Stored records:

================================

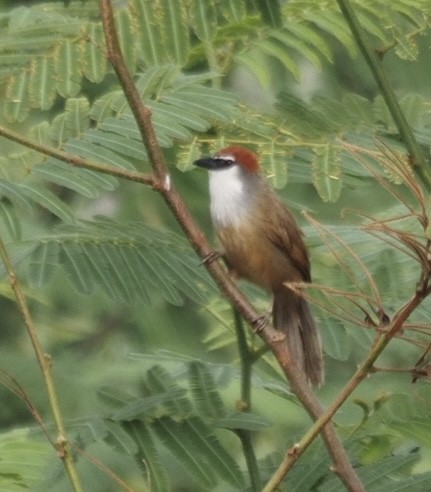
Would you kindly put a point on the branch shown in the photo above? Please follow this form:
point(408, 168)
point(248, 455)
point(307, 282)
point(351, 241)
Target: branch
point(62, 445)
point(364, 369)
point(247, 361)
point(298, 382)
point(416, 155)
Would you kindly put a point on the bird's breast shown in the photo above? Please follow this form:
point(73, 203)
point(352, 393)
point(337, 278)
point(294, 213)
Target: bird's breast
point(254, 257)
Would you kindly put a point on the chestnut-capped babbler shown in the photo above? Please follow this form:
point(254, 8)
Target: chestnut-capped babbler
point(262, 243)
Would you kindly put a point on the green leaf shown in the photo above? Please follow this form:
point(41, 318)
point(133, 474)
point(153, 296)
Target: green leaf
point(94, 63)
point(176, 31)
point(119, 439)
point(17, 106)
point(149, 18)
point(205, 394)
point(233, 11)
point(24, 460)
point(148, 407)
point(76, 266)
point(44, 261)
point(327, 172)
point(413, 107)
point(77, 116)
point(307, 34)
point(333, 23)
point(270, 12)
point(147, 456)
point(42, 83)
point(47, 200)
point(303, 47)
point(243, 420)
point(10, 220)
point(158, 380)
point(201, 455)
point(274, 48)
point(126, 36)
point(67, 64)
point(203, 18)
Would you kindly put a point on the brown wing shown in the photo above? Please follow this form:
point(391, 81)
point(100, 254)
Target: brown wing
point(288, 238)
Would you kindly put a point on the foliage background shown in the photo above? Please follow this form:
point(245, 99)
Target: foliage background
point(288, 80)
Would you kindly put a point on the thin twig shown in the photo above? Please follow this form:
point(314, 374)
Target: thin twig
point(245, 436)
point(374, 64)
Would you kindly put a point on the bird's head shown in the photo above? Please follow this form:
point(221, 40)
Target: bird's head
point(229, 157)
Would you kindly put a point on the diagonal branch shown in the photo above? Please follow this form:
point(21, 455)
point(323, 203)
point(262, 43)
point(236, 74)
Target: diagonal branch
point(342, 465)
point(62, 444)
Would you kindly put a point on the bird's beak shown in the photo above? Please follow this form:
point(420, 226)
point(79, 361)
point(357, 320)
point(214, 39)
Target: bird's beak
point(213, 163)
point(206, 162)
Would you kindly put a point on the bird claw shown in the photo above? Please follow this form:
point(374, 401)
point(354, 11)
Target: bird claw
point(210, 257)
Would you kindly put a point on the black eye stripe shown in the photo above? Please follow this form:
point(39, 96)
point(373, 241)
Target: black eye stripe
point(223, 163)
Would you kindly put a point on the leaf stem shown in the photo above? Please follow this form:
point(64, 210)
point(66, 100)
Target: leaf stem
point(364, 369)
point(416, 155)
point(245, 436)
point(62, 444)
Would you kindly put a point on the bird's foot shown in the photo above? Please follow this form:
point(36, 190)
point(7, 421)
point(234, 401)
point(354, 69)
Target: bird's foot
point(210, 257)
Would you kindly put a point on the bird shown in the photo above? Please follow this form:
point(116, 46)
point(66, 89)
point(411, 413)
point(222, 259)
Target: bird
point(261, 242)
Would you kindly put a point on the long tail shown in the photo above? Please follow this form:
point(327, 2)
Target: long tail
point(292, 316)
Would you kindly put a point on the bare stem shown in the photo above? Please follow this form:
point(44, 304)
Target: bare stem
point(62, 444)
point(246, 437)
point(416, 155)
point(364, 369)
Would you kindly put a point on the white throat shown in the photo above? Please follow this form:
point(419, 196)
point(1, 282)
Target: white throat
point(231, 197)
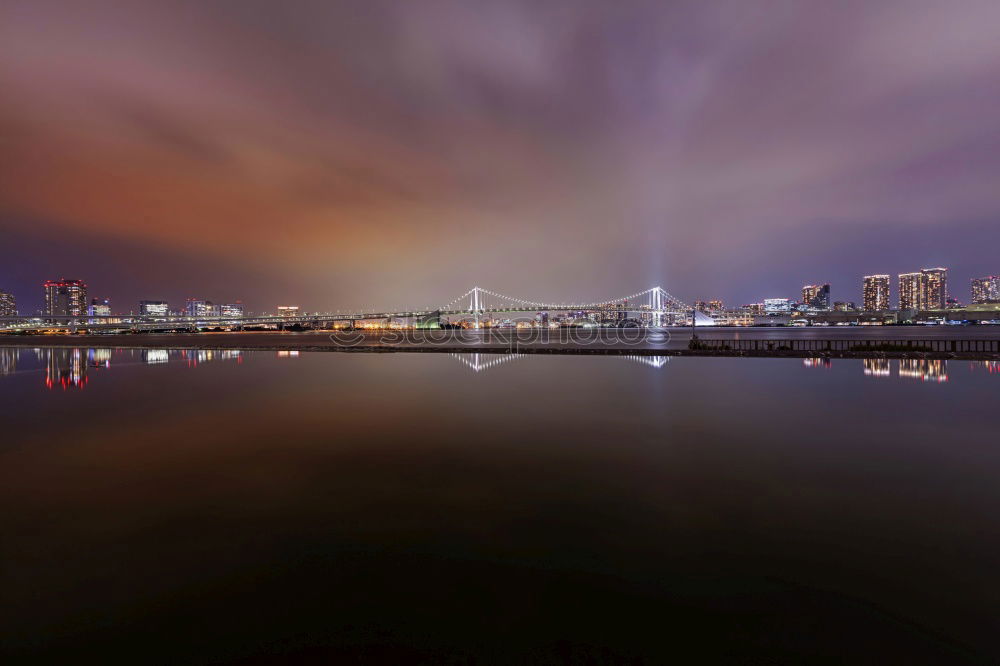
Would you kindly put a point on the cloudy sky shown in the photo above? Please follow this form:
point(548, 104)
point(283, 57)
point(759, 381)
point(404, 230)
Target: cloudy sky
point(339, 154)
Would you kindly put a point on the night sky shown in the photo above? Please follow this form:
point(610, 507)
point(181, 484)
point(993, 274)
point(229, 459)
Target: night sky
point(340, 154)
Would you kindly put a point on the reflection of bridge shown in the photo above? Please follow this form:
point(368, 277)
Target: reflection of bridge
point(654, 307)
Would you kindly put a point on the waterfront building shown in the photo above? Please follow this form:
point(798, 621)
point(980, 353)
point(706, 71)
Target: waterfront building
point(65, 297)
point(774, 306)
point(875, 294)
point(198, 307)
point(935, 284)
point(817, 296)
point(925, 290)
point(231, 309)
point(910, 290)
point(99, 307)
point(154, 308)
point(8, 305)
point(986, 289)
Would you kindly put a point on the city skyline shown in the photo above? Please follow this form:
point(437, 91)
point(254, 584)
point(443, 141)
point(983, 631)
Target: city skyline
point(822, 295)
point(594, 146)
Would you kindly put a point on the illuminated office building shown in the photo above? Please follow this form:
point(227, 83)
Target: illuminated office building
point(65, 297)
point(154, 308)
point(935, 284)
point(910, 290)
point(198, 307)
point(231, 309)
point(816, 296)
point(99, 307)
point(876, 292)
point(8, 306)
point(774, 306)
point(926, 290)
point(986, 289)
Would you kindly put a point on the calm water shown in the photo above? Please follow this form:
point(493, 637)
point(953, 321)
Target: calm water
point(185, 507)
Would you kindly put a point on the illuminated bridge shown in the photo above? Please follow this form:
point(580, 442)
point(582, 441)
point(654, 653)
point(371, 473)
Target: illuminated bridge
point(654, 307)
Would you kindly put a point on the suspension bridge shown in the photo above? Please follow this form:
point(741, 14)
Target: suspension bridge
point(653, 307)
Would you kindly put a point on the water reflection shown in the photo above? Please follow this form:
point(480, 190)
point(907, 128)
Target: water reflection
point(924, 370)
point(64, 367)
point(656, 362)
point(481, 362)
point(876, 367)
point(8, 361)
point(69, 367)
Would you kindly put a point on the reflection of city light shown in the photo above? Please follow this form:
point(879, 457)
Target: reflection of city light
point(65, 367)
point(992, 367)
point(8, 361)
point(648, 361)
point(99, 358)
point(153, 356)
point(924, 370)
point(480, 362)
point(877, 367)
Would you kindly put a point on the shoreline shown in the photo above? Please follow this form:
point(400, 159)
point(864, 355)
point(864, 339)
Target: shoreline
point(247, 343)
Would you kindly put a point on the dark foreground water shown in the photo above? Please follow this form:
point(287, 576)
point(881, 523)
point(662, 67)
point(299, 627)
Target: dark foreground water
point(218, 507)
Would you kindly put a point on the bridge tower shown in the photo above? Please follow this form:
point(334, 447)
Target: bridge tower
point(656, 305)
point(476, 304)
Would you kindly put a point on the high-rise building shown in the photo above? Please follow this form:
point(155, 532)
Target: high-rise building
point(99, 307)
point(154, 308)
point(816, 295)
point(65, 297)
point(876, 292)
point(231, 309)
point(986, 289)
point(935, 284)
point(926, 290)
point(910, 290)
point(199, 307)
point(8, 306)
point(774, 306)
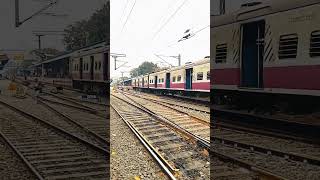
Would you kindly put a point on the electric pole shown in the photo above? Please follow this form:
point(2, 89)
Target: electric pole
point(115, 56)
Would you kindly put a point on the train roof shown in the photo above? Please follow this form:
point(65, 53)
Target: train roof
point(259, 8)
point(203, 61)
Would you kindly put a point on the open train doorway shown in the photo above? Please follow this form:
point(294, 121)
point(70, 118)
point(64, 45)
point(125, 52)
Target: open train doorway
point(81, 68)
point(92, 67)
point(168, 80)
point(252, 54)
point(156, 81)
point(106, 66)
point(189, 78)
point(142, 82)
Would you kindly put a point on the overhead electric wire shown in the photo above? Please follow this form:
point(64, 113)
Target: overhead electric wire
point(171, 17)
point(124, 10)
point(128, 16)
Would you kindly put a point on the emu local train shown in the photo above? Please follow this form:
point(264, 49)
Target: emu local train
point(90, 68)
point(189, 79)
point(267, 48)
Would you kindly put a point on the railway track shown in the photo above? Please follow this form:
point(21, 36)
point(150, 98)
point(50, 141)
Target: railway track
point(189, 123)
point(285, 156)
point(91, 120)
point(178, 102)
point(181, 158)
point(223, 166)
point(49, 151)
point(195, 110)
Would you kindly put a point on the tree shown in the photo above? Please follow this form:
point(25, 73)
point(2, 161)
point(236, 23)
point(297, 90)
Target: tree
point(144, 68)
point(83, 33)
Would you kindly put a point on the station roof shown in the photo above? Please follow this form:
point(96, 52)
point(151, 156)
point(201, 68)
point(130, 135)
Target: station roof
point(68, 54)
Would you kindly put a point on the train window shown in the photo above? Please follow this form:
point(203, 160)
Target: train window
point(173, 79)
point(179, 78)
point(221, 53)
point(200, 76)
point(315, 44)
point(288, 46)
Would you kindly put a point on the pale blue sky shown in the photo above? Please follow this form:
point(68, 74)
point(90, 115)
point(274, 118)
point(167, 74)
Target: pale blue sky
point(22, 38)
point(138, 40)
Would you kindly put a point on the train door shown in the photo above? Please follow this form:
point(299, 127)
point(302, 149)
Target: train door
point(81, 68)
point(252, 54)
point(105, 66)
point(189, 78)
point(156, 81)
point(168, 80)
point(91, 67)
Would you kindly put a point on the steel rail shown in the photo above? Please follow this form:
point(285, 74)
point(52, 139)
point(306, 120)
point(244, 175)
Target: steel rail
point(163, 164)
point(75, 122)
point(32, 169)
point(198, 139)
point(180, 111)
point(30, 116)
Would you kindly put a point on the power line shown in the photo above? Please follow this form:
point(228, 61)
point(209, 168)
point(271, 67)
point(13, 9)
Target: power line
point(124, 10)
point(162, 17)
point(128, 16)
point(176, 11)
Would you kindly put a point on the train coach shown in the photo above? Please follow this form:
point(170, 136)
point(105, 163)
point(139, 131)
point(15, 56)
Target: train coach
point(190, 79)
point(89, 68)
point(267, 51)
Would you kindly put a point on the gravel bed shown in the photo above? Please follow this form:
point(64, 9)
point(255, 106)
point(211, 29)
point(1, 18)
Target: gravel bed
point(129, 159)
point(11, 166)
point(274, 143)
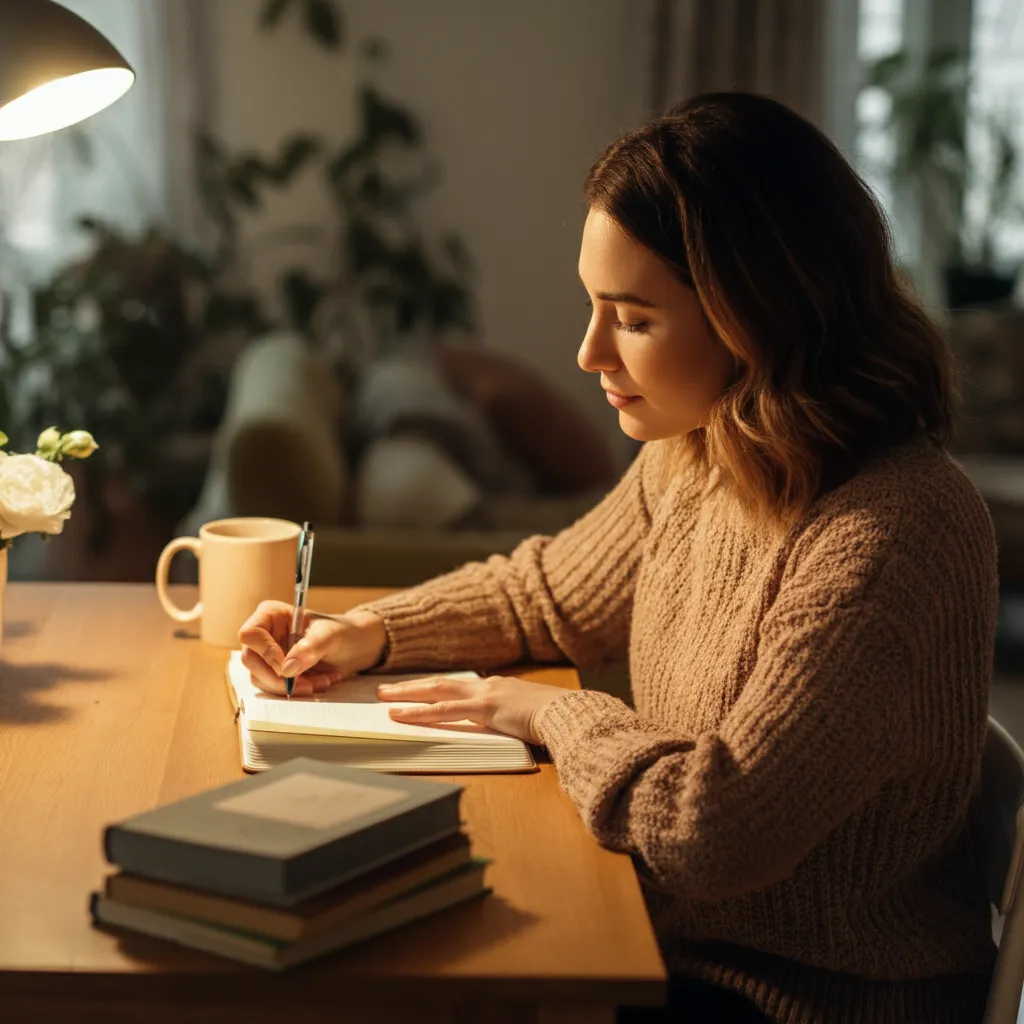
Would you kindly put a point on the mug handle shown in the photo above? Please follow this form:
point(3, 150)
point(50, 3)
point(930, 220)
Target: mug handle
point(163, 568)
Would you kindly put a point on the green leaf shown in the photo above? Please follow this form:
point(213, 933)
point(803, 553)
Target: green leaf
point(301, 296)
point(456, 250)
point(375, 49)
point(324, 22)
point(382, 120)
point(241, 186)
point(296, 153)
point(272, 10)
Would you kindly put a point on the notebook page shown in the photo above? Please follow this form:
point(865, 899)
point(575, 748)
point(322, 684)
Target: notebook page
point(349, 709)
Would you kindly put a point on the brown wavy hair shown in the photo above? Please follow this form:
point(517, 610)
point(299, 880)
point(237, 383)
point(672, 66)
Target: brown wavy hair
point(792, 260)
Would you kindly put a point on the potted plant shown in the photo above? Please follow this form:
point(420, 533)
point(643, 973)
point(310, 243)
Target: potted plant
point(930, 115)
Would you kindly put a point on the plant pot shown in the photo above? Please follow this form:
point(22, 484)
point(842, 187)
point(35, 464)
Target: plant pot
point(969, 288)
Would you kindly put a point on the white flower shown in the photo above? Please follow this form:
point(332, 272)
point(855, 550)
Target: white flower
point(36, 496)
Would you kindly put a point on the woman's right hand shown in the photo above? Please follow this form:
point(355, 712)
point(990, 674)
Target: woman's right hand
point(332, 647)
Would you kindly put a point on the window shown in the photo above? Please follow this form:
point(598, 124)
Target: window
point(997, 88)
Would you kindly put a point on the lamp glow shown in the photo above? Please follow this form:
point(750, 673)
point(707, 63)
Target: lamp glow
point(66, 101)
point(55, 69)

================================

* **Task to complete**: The lines above, starting at the one with "point(68, 74)" and ending at the one with "point(302, 149)", are the only ones to return, exactly as written.

* **Result of this exercise**:
point(68, 74)
point(90, 115)
point(274, 118)
point(167, 74)
Target: pale blue sky
point(22, 38)
point(138, 40)
Would you kindly put a point on the train door shown in the photo above? Please follow this form:
point(299, 127)
point(302, 149)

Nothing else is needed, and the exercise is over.